**Exercise description**. Show all lines below holding the string "Task".

**Exercise data**.
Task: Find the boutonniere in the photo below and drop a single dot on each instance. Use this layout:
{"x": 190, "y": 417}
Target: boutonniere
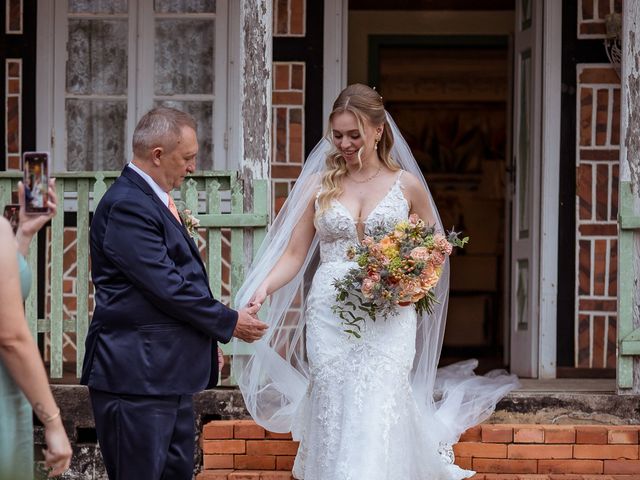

--

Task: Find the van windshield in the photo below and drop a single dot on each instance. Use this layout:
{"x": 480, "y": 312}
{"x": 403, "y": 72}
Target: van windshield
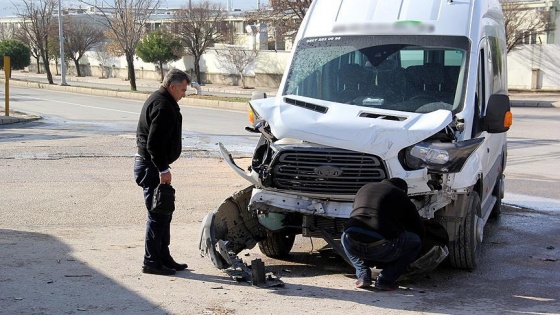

--

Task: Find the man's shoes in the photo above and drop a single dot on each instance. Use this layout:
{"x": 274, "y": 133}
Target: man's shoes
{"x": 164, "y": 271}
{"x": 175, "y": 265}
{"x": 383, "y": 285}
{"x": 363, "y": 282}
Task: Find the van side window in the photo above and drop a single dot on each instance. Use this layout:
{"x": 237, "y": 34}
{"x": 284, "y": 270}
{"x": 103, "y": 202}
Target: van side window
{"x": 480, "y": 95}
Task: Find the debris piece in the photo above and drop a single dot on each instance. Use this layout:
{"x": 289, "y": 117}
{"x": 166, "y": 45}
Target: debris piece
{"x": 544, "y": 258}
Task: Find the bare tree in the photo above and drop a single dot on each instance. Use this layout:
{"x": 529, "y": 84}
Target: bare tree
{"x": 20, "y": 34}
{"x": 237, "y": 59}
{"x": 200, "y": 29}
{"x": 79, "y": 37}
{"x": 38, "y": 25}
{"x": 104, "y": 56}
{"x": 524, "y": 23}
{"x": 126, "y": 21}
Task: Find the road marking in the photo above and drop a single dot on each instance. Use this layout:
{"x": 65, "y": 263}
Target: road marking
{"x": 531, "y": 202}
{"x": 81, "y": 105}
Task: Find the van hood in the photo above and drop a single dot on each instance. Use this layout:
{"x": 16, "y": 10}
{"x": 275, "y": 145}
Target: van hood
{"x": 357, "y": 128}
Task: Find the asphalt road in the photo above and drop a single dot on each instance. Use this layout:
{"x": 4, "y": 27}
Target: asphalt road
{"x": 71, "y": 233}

**Written reply**.
Task: Find the boutonniere in the photo below and drop a single dot on each instance. Use this layout:
Task: Find the van windshield in the photo below and drop a single dot on each instance. Use this layout:
Task: Find the man's shoes in the photo above and drop a single dot on each instance. Use this layout:
Task: Find the van side window in the photo above and drop a single dot on each instance. Use this layout:
Task: Find the debris piece in the photo above and drop a single dot on each instance. Use this layout:
Task: Find the bare tree in the photo above and drop a single dot on each instance. Use this layout:
Task: Find the road marking in the photo above and drop a single dot on each instance. Use this layout:
Task: Find the van hood in the photo above and drop a single dot on each instance. Use this layout:
Task: Find the asphalt road in the photo above and drop a single dot on each instance. Use this layout:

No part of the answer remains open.